**EXTRACT**

##########

Wouldn't this be better asked down in Fan Fiction, but to answer your question, I don't see why not. Serpents among the Ruins doesn't have any "main" characters in it,
 
You would need to check with the publisher of Trek novels, what their requirements are. I'm sure it used to be that they had to contain established characters and couldn't introduce a previously unknown sibling. It is also a very niche market to try to get into.
 
I'm currently writing a novel that is almost completely original. None of the main characters feature in any on screen material, although there are links to and appearances of TV characters. I know Paramount Pictures are quite protective of the Star Trek universe and I am wondering if a novel with almost all original characters would not only be a good read but also be accepted for publishing.

Sorry, but that's not how the process works. You don't write a tie-in novel first and then sell it to the publisher, as you would with original fiction. Tie-ins have to fit the continuity and ground rules set by the studio (which, for Trek, has been called CBS Studios since 2006, not Paramount anymore), so you need their approval from the start of the process. Pocket Books's editors commission authors to develop Trek novel proposals, which then have to be approved by CBS before the writing can begin.

##########

**GIVEN ENTRIES**
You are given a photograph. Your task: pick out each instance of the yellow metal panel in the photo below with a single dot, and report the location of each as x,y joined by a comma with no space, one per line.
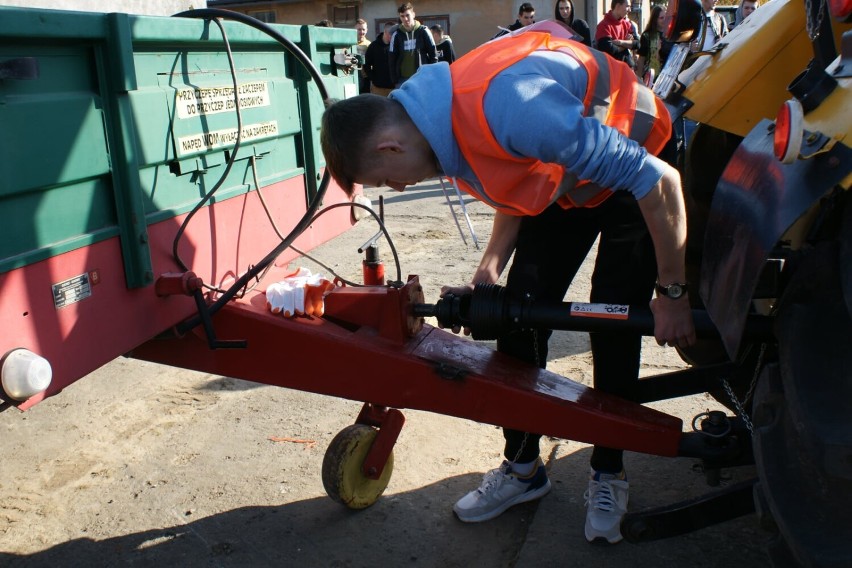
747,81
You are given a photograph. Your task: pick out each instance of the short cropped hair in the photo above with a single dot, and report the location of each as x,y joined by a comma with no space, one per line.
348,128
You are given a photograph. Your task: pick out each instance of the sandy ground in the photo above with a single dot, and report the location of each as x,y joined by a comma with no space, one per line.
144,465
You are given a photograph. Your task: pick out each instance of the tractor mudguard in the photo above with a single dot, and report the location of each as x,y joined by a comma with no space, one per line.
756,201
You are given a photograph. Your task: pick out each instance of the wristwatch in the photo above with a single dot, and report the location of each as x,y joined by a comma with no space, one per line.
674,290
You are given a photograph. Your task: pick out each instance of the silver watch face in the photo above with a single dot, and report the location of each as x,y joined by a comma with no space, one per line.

##########

**TASK DESCRIPTION**
Using the thread, answer these:
1. Which Trek novel is said not to have any "main" characters in it?
2. Since 2006, what has the studio that sets the ground rules for Trek tie-ins been called?
3. Whose editors commission authors to develop Trek novel proposals?
Rely only on the thread for your answers.

**REPLY**
1. Serpents among the Ruins
2. CBS Studios
3. Pocket Books's